__Task brief__: What is needed here is a word-for-word copy of all the entries below.

** Listed records follows **

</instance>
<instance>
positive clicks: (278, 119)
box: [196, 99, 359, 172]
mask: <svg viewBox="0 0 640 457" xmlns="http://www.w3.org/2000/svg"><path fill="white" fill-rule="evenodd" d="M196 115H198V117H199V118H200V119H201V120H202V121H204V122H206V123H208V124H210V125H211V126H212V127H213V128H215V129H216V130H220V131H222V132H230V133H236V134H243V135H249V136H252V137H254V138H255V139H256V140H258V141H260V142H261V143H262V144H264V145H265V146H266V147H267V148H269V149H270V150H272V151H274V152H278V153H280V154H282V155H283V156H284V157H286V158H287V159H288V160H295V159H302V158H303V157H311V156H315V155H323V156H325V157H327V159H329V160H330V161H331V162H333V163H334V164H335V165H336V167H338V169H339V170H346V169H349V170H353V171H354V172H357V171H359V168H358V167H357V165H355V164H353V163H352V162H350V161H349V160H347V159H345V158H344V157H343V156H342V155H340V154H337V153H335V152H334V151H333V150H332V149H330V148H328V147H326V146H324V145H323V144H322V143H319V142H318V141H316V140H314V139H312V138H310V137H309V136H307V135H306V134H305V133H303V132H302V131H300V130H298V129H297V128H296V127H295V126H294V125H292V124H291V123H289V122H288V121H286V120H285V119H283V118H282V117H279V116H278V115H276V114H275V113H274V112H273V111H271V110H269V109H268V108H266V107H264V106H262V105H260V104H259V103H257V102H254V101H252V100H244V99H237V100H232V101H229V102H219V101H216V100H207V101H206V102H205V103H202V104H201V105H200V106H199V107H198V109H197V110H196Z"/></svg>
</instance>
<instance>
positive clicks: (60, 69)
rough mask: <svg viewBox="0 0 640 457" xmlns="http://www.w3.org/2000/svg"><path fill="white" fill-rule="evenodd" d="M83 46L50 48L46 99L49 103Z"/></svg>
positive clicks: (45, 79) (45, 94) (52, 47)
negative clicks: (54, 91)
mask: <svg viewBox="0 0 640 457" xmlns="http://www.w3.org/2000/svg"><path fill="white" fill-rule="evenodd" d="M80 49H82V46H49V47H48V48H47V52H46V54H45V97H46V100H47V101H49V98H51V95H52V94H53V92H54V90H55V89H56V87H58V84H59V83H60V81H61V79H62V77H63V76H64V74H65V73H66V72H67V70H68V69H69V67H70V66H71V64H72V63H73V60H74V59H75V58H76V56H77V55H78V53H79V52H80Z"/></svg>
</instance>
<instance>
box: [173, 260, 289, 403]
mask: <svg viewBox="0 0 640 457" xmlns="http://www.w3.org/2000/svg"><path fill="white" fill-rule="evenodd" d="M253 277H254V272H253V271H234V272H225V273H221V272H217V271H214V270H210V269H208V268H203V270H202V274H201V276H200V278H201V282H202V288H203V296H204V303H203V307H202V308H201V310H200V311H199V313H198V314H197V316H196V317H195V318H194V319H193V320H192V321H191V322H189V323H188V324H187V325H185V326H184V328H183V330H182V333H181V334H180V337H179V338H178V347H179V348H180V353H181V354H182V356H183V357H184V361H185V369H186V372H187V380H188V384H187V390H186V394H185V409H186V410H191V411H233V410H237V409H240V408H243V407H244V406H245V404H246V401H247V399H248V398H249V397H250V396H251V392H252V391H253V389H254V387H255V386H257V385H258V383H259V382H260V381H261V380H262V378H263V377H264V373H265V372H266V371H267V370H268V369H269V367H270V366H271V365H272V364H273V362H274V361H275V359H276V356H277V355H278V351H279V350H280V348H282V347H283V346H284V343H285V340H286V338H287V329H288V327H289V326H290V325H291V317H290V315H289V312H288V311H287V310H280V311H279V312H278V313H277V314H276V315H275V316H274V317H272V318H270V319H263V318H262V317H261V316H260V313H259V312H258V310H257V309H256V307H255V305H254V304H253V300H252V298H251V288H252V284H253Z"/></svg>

** End of Listed records **

__Response below__:
</instance>
<instance>
positive clicks: (278, 119)
box: [196, 99, 359, 172]
mask: <svg viewBox="0 0 640 457" xmlns="http://www.w3.org/2000/svg"><path fill="white" fill-rule="evenodd" d="M196 115H198V117H199V118H200V119H201V120H202V121H204V122H206V123H208V124H210V125H211V126H212V127H213V128H215V129H216V130H220V131H222V132H230V133H236V134H243V135H249V136H252V137H254V138H255V139H256V140H258V141H260V142H261V143H262V144H264V145H265V146H266V147H267V148H269V149H270V150H272V151H274V152H278V153H280V154H282V155H283V156H284V157H286V158H287V159H288V160H295V159H302V158H303V157H311V156H315V155H323V156H325V157H327V159H329V160H330V161H331V162H333V163H334V164H335V165H336V167H338V169H339V170H346V169H349V170H353V171H354V172H357V171H359V168H358V167H357V165H355V164H353V163H352V162H350V161H349V160H347V159H345V158H344V157H343V156H342V155H340V154H337V153H335V152H334V151H333V150H332V149H330V148H328V147H326V146H324V145H323V144H322V143H319V142H318V141H316V140H314V139H312V138H310V137H309V136H307V135H306V134H305V133H303V132H302V131H300V130H298V129H297V128H296V127H295V126H294V125H292V124H291V123H289V122H288V121H286V120H285V119H283V118H282V117H279V116H278V115H276V114H275V113H274V112H273V111H271V110H269V109H268V108H266V107H264V106H262V105H260V104H259V103H257V102H254V101H252V100H244V99H237V100H232V101H229V102H219V101H216V100H207V101H206V102H205V103H202V104H201V105H200V106H199V107H198V109H197V110H196Z"/></svg>
</instance>
<instance>
positive clicks: (60, 69)
rough mask: <svg viewBox="0 0 640 457" xmlns="http://www.w3.org/2000/svg"><path fill="white" fill-rule="evenodd" d="M83 46L50 48L46 99L49 103Z"/></svg>
positive clicks: (45, 79) (45, 94) (52, 47)
negative clicks: (54, 91)
mask: <svg viewBox="0 0 640 457" xmlns="http://www.w3.org/2000/svg"><path fill="white" fill-rule="evenodd" d="M80 49H82V46H49V47H48V48H47V52H46V54H45V97H46V100H47V101H49V98H51V95H52V94H53V92H54V90H55V89H56V87H58V84H59V83H60V81H61V79H62V77H63V76H64V74H65V73H66V72H67V70H68V69H69V67H70V66H71V64H72V63H73V60H74V59H75V58H76V56H77V55H78V53H79V52H80Z"/></svg>
</instance>
<instance>
box: [173, 260, 289, 403]
mask: <svg viewBox="0 0 640 457" xmlns="http://www.w3.org/2000/svg"><path fill="white" fill-rule="evenodd" d="M253 277H254V272H253V271H234V272H225V273H221V272H217V271H214V270H210V269H208V268H203V270H202V274H201V276H200V278H201V282H202V288H203V296H204V303H203V307H202V308H201V310H200V311H199V313H198V314H197V316H196V317H195V318H194V319H193V320H192V321H191V322H189V323H188V324H187V325H185V326H184V328H183V330H182V333H181V334H180V337H179V338H178V347H179V348H180V353H181V354H182V356H183V357H184V361H185V369H186V372H187V380H188V384H187V390H186V394H185V409H186V410H191V411H233V410H237V409H240V408H243V407H244V406H245V404H246V401H247V399H248V398H249V397H250V396H251V392H252V391H253V389H254V387H255V386H257V385H258V383H259V382H260V381H261V380H262V378H263V377H264V373H265V372H266V371H267V370H268V369H269V367H270V366H271V365H272V364H273V362H274V361H275V359H276V356H277V355H278V351H279V350H280V348H282V347H283V346H284V343H285V340H286V338H287V329H288V327H289V326H290V325H291V317H290V315H289V312H288V311H287V310H280V311H279V312H278V313H277V314H276V315H275V316H274V317H272V318H270V319H263V318H262V317H261V316H260V313H259V312H258V310H257V309H256V307H255V305H254V304H253V300H252V298H251V288H252V284H253Z"/></svg>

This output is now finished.